THE PROBLEM –
Please answer these questions using the essay on books and relationships below, before the data:
1. What book did the writer bring on the vacation to the Scottish island?
2. According to the boyfriend, what was their failure to enjoy each other's books a sign of?
3. Which author does the writer say a friend could hate without her view of him suffering at all?

-------- TEXT PROVIDED

Sunday 2 November 2014

By ZOE HELLER and ANNA HOLMES

OCT. 28, 2014

Each week in Bookends, two writers take on questions about the world of books. This week, Zoë Heller and Anna Holmes discuss the havoc books can wreak on relationships.

By Zoë Heller

Do you want to be one of those dreary couples who are always delivering their identical cultural opinions in the first person plural?

Many years ago, when I was in my 20s, I went on vacation with a boyfriend to a remote Scottish island. We spent the days going on long, wet hikes and drinking in the pub. At night, we huddled in our freezing house and read aloud to each other. Neither one of us, it turned out, cared much for the other’s choice of book. I had come with “A Legacy,” by Sybille Bedford, which my boyfriend found mannered and pretentious. He had brought “Fear and Loathing in Las Vegas,” by Hunter S. Thompson, which I thought was tiresome and unfunny.

These differences of opinion did not strike me as a big deal. It was mildly disappointing, perhaps, that my boyfriend should be impressed by the drug-brag of Hunter Thompson and oblivious to the genius of Sybille Bedford. But it wasn’t as if I was auditioning him to be my literary adviser. Chacun à son goût, I thought.

He, on the other hand, was deeply troubled by our clashing literary tastes. He kept worrying at the subject — demanding to know how I could resist the charm of Thompson’s antic wit and what exactly was so alluring about Bedford’s “rich, snobby” characters. After a few nights, we gave up reading to each other, but his hectoring questions about why I liked what I liked (and didn’t like what I didn’t like) continued.

By the end of the vacation, we were at war. His view was that our failure to enjoy each other’s books was a sign of a more general and fatal incompatibility. (He couldn’t love someone who didn’t love Hunter Thompson.) My view was that he was fetishizing his own literary enthusiasms in a precious and rather creepy way. (I couldn’t love someone who placed such a premium on having his girlfriend underwrite his cultural preferences.) Soon after returning home, we parted ways.

The value of agreeing with one’s friends about books has always seemed to me overrated. Nothing in my experience suggests that literary taste is a reliable guide to a person’s character, or that shared literary passions bespeak deeper spiritual kinship. (Think for a moment of all those Nazis who loved Goethe.) I can see how disagreements about certain works of nonfiction might matter. If I were to come across a dear friend scribbling approving comments in the margins of “The Bell Curve,” that could be a game changer. And there are a few explicitly ideological novels (anything in the Ayn Rand oeuvre, for example) that I would be dismayed to find on a friend’s Favorite Books list. But the revelation in both these instances would be one of politics, of worldview, not of literary sensibility. Were a friend to tell me that he hated Jane Austen, my view of him and of our friendship would suffer not at all. I’ve known lots of fine men who did not “get” Austen and quite a few Janeites who were brutes. Besides which, my love of Austen is between Austen and me; it doesn’t need cheerleaders.

----------------
-------- PROVIDED MATERIAL

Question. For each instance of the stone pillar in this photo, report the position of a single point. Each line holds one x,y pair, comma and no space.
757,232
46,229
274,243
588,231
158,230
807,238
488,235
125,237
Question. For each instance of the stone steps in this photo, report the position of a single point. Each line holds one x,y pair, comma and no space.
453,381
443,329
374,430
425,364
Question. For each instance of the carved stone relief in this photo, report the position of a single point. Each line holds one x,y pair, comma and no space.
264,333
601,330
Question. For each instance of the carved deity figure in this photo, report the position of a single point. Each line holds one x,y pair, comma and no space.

----------------

RESULT –
1. "A Legacy," by Sybille Bedford.
2. A more general and fatal incompatibility.
3. Jane Austen.